• Given problem A
Summarize the review of Africa in Florida in two sentences.
• Given problem B
Retype the passage of the review from "Amanda Carlson, Robin" up to and including "Borgatti (Clark Univeristy)".

Amanda Carlson, Robin Poynor, eds. Africa in Florida: Five Hundred Years of African Presence in the Sunshine State. Gainesville: University Press of Florida, 2013. 528 pp. $79.95 (cloth), ISBN 978-0-8130-4457-6.
Reviewed by Pamela Allara
Published on H-AfrArts (July, 2014)
Commissioned by Jean M. Borgatti (Clark Univeristy)
Coming to Light: The Spiritual and Material Legacies of African Cultures in Florida
Africa in Florida is one of two University of Florida publications timed to coincide with the quincentenary of the arrival of the first Africans in Florida. The stimulus for the two ambitious publications is understandable, given the surprisingly early arrival date of 1513 and, importantly, the fact that the two Africans accompanying Ponce de Leon on this initial voyage to the new world were free men. The book under review, Africa in Florida: Five Hundred Years of African Presence in the Sunshine State, is edited by two art historians, Amanda B. Carlson (University of Hartford) and Robin Poynor (University of Florida). It originated in an exhibition curated in 2001 by Carlson and her University of South Florida students—“Behind the Mask: Africa in Tampa.” The twenty-three chapters in the anthology expand on this initial project and cover a wide range of visual and material cultures. The second publication, Kongo Across the Waters (2013) is the scholarly catalogue accompanying the exhibition of the same name organized by Susan Cooksey (curator of African art at the Harn Museum), Hein Vanhee (curator, Royal Museum of Central Africa, Tervuren, Belgium), and Robin Poynor. Although both books would seem to address the broad topic of the cultural influences of the African diasporas, Africa in Florida examines the complex and varied legacies of African culture in the state, whereas Kongo Across the Waters connects (West) African and (Southeastern) American histories and art. What initially appeared to me (as someone from the Northeast) as a rather marginal topic reveals itself instead to be so rich as to generate two substantial scholarly publications with very little overlap.
The sheer breadth of scholarly literature in this area is also somewhat unexpected. The bibliography in Africa in Florida runs to twenty-five pages, making clear that this topic has generated considerable academic investigation. Given its length, I would have appreciated its being organized by topic. Judging from the works cited in the essays, key contributions to the literature include Joseph M. Murphy and Mei-Mei Sanford, eds., Osun Across the Waters: A Youba Goddess in Africa and the Americas (2001); Richard Price, ed., Maroon Societies: Rebel Slave Communities in the Americas (3rd ed., 1996); Paul Arnett and William Arnett, Souls Grown Deep: African-American Vernacular Art of the South (vol. 1, 2000); Thomas A. Britten, A Brief History of the Seminole-Negro Indian Scouts (2000); Canter Brown and David Jackson, eds., Go Sound the Trumpet: Selections of Florida’s African-American History (2005); Lydia Cabrera, Anaforuana: ritual y simbolos de la iniciation en la sociedad secreata Abakuà (1975); David R. Colburn and Jane L. Landers, eds., The African American Heritage of Florida (1995); Jack D. Forbes, Africans and Native Americans: The Language of Race and the Evolution of Red-Black Peoples (1993); and Robert Farris Thompson, Flash of the Spirit: African and Afro-American Art and Philosophy (1984).

• Data segment
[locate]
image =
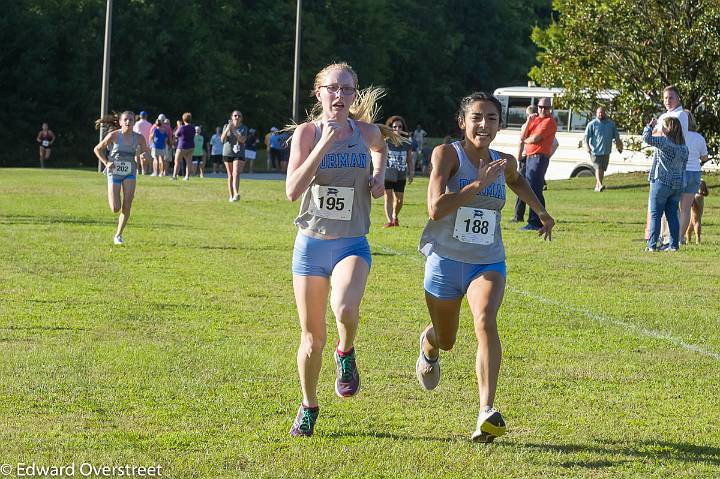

• Exercise answer A
Africa in Florida, edited by art historians Amanda B. Carlson and Robin Poynor, is one of two University of Florida publications timed to coincide with the quincentenary of the 1513 arrival of the first Africans in Florida, and its twenty-three chapters examine the complex and varied legacies of African culture in the state. The second publication, Kongo Across the Waters, instead connects (West) African and (Southeastern) American histories and art, so the two books have very little overlap.

• Exercise answer B
Amanda Carlson, Robin Poynor, eds. Africa in Florida: Five Hundred Years of African Presence in the Sunshine State. Gainesville: University Press of Florida, 2013. 528 pp. $79.95 (cloth), ISBN 978-0-8130-4457-6.
Reviewed by Pamela Allara
Published on H-AfrArts (July, 2014)
Commissioned by Jean M. Borgatti (Clark Univeristy)